- **Exercise goal**
Comb through the entries for "gear" and pull out each line that holds it.

*** Material for this exercise ***

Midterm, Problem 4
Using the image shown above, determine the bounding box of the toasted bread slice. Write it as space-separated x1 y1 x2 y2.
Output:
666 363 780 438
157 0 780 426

*** End of Material for this exercise ***
*** Material for this exercise ***

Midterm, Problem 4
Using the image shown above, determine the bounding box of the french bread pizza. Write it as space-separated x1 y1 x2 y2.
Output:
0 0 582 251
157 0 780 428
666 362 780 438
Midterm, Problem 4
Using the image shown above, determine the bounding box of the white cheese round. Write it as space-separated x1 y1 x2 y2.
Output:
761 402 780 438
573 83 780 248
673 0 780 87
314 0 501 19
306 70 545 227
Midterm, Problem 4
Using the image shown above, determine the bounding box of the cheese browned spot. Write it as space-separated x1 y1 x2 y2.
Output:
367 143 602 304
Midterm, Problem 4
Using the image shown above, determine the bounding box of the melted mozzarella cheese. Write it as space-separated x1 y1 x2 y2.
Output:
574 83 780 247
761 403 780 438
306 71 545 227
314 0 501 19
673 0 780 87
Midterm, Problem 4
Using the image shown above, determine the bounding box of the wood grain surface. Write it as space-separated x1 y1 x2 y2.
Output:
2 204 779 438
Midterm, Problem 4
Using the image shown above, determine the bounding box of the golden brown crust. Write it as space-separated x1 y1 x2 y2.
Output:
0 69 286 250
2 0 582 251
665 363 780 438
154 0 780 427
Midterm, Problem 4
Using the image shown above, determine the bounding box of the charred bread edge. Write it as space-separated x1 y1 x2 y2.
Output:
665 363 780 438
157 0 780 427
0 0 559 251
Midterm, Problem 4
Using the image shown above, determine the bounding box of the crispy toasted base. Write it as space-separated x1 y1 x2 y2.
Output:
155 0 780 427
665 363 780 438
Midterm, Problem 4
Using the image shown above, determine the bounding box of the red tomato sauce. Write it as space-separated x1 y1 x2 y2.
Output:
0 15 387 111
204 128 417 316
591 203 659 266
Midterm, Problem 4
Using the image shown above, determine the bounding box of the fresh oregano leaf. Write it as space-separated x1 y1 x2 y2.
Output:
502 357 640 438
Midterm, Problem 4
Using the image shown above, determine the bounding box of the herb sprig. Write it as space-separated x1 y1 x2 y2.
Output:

*** End of Material for this exercise ***
*** Material for this exercise ***

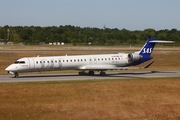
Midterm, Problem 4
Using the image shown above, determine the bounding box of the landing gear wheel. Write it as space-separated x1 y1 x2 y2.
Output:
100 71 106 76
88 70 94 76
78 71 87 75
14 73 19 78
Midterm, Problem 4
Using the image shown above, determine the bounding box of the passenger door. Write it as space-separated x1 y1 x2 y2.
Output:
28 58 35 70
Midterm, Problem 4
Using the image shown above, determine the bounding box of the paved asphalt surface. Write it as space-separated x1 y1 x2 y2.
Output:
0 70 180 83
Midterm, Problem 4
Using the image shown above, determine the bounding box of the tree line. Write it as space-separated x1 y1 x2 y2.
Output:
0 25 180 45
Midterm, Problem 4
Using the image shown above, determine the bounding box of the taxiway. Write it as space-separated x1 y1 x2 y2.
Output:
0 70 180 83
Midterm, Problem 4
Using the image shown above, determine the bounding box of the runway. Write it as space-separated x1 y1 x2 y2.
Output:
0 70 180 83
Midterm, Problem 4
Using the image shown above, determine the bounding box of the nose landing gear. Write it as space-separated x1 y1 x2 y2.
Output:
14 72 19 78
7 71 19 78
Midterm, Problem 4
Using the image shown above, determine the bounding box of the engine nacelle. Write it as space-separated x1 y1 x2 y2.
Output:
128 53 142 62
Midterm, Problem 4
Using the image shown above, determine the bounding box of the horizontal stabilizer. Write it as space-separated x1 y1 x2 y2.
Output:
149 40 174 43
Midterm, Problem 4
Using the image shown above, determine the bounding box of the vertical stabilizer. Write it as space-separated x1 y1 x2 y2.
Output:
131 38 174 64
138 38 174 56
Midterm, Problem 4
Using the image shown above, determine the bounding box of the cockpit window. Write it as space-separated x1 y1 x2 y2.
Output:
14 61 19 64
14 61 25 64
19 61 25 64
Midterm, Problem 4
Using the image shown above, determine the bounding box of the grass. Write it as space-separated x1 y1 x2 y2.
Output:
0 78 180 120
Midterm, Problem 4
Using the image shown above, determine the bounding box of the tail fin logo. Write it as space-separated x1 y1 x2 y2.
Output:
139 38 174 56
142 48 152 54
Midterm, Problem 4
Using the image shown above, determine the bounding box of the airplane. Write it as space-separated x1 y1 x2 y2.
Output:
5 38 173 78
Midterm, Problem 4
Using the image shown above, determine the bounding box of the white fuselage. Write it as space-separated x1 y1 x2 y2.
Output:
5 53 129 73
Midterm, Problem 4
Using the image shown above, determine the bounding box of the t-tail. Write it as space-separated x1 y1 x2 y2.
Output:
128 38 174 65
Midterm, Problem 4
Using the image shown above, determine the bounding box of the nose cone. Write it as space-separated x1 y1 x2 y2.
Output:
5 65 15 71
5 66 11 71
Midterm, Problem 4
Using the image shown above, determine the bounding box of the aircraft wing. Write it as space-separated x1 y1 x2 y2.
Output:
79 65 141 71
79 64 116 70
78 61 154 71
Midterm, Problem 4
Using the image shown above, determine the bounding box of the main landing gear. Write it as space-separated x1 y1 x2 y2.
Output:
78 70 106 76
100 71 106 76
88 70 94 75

*** End of Material for this exercise ***

- **Result of this exercise**
Using the image shown above, determine the bounding box of the landing gear wheel. Write it as space-separated x1 y1 x2 y2.
Using the image shown above, determine the bounding box of the nose landing gear. Write it as space-separated x1 y1 x2 y2.
Using the image shown above, determine the bounding box of the main landing gear. Write it as space-separated x1 y1 x2 y2.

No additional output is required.